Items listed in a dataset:
————

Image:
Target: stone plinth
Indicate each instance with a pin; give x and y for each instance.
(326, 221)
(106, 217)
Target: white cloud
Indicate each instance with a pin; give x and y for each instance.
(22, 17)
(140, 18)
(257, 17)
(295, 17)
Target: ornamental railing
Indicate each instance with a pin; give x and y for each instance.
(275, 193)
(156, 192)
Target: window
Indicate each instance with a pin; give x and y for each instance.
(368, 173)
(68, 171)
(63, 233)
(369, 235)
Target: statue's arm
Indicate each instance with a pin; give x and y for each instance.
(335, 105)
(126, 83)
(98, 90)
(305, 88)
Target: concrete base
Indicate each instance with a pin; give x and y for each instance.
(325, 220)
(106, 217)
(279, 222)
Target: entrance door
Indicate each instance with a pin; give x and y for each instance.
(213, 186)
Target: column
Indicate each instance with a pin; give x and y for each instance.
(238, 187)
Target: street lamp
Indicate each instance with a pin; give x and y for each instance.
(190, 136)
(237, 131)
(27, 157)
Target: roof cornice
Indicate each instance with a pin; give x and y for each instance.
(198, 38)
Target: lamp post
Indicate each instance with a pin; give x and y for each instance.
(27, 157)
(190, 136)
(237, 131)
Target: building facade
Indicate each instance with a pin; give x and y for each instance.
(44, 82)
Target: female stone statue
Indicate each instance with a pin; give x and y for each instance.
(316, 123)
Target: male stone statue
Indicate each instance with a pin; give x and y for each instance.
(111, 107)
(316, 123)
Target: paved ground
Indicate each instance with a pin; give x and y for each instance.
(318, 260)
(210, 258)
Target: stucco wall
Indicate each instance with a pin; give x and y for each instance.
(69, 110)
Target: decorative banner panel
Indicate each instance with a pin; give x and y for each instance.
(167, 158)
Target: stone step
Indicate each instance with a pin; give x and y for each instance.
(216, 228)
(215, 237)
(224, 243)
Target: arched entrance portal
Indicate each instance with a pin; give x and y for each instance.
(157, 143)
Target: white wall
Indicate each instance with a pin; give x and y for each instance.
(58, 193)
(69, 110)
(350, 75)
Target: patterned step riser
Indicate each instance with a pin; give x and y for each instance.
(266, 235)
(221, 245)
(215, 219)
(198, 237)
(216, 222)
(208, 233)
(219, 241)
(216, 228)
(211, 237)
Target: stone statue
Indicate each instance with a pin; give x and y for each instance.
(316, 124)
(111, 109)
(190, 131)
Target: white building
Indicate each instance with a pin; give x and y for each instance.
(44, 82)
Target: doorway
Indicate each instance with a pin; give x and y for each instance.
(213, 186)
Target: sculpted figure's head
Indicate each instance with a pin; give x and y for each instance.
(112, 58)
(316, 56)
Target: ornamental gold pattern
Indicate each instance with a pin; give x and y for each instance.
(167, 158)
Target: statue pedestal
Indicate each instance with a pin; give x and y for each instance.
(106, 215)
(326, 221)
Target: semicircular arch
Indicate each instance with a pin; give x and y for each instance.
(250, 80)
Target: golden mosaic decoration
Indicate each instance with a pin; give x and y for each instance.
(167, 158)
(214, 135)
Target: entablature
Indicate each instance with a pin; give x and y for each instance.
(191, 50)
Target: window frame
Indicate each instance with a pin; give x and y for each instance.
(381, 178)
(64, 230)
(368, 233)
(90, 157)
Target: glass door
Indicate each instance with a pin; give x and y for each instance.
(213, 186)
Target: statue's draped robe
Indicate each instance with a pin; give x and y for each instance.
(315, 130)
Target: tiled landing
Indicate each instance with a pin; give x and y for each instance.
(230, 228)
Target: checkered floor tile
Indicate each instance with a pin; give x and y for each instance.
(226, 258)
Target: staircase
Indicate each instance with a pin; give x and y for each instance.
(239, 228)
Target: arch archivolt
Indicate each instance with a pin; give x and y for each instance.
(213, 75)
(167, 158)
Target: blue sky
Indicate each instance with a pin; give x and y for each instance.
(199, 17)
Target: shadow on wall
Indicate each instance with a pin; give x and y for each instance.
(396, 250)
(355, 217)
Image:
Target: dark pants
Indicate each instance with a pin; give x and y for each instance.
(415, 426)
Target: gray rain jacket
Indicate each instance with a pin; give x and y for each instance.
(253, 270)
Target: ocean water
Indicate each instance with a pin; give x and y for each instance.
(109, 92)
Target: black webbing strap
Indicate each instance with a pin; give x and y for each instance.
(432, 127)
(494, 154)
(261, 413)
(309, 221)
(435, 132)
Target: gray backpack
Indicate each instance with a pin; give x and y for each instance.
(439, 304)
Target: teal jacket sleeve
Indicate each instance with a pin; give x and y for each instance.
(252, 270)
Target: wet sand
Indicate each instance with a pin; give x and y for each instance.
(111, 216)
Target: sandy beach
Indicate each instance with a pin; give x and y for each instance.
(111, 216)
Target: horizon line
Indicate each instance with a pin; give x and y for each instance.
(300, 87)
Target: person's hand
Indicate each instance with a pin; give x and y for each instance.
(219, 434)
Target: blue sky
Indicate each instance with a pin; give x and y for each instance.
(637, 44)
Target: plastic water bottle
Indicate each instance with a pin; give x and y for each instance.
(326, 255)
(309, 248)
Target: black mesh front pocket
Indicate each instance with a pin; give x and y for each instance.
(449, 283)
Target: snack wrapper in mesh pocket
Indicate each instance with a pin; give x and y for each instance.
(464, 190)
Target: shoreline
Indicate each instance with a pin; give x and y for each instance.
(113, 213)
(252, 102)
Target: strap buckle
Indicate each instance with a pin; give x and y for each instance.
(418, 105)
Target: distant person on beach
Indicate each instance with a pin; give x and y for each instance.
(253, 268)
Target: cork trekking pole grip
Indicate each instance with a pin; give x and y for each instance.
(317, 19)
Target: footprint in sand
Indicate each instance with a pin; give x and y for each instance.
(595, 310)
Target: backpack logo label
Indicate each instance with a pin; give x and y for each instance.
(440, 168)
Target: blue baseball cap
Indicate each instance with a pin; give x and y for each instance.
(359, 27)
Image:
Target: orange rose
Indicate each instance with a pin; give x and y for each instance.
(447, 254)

————

# Assigned task:
Each line in the data that holds the word "step" must be copied.

# Written response:
Target: stone step
Target: patterned step riser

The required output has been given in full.